(Excerpts from location labeling data)
** BEGIN **

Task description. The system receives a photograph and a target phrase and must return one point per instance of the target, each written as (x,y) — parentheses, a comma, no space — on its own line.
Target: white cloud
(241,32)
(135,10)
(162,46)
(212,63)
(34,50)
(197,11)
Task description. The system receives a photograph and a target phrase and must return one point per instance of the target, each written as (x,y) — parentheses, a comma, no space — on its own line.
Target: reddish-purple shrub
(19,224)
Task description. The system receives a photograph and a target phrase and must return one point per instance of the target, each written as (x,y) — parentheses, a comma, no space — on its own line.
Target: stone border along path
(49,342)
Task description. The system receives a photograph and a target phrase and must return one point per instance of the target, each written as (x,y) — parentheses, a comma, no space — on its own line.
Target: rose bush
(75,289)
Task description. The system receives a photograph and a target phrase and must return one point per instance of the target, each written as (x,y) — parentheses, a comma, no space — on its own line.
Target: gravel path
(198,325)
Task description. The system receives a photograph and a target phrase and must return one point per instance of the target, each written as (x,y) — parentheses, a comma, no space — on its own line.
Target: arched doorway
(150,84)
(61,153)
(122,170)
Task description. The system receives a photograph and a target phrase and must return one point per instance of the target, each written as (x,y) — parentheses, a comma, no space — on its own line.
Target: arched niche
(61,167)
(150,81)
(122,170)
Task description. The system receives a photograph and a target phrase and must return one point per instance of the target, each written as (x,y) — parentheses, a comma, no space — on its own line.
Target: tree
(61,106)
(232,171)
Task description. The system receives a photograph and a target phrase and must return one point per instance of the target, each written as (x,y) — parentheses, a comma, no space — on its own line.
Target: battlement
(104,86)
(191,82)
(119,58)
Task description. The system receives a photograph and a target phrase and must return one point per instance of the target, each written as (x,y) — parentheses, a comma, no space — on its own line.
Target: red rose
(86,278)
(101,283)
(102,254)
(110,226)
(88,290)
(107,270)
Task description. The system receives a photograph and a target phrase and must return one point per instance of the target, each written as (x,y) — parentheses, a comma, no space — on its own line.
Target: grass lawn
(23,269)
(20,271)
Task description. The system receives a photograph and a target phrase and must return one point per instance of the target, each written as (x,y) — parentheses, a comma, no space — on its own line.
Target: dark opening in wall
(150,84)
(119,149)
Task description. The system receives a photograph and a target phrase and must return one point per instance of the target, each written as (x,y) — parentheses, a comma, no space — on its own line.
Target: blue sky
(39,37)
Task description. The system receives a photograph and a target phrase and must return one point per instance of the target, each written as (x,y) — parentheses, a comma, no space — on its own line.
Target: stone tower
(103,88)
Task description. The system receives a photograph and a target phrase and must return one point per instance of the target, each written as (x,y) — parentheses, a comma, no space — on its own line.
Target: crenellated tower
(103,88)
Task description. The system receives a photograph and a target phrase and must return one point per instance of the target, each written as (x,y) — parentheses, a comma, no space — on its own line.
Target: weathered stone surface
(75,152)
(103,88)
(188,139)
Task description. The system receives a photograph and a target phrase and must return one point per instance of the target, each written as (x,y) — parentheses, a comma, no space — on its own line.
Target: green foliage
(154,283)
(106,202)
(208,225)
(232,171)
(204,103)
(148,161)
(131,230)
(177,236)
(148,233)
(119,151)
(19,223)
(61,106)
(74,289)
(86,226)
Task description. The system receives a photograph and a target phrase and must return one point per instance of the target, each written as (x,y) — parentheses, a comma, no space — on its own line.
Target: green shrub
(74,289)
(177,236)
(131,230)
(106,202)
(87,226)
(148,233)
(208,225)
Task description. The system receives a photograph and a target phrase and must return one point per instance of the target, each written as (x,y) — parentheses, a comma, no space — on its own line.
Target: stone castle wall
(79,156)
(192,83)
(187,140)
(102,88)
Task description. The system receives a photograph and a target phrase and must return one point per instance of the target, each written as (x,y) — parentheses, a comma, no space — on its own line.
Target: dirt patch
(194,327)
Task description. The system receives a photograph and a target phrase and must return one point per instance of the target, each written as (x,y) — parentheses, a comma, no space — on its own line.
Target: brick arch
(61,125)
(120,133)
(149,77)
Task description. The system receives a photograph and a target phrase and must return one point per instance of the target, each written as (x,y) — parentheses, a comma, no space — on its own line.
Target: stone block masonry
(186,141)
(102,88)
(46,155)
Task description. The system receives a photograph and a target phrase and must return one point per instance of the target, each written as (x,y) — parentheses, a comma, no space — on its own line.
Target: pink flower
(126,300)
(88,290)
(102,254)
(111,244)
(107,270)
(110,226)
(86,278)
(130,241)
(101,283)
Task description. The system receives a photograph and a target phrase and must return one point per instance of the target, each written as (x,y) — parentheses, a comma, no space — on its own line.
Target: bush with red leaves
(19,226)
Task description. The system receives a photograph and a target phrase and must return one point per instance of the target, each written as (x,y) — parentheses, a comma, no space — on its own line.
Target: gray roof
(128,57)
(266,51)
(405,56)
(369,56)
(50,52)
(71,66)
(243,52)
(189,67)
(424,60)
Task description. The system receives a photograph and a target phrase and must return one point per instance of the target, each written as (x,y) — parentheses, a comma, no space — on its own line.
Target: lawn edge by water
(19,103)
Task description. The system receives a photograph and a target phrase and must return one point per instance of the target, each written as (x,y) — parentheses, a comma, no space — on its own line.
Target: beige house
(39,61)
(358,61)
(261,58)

** END **

# EXERCISE
Collect every line in the records above that contains the word "stone".

# WORKED ANSWER
Target: stone border along path
Target: stone tower
Target: weathered stone surface
Target: stone castle wall
Target: stone block masonry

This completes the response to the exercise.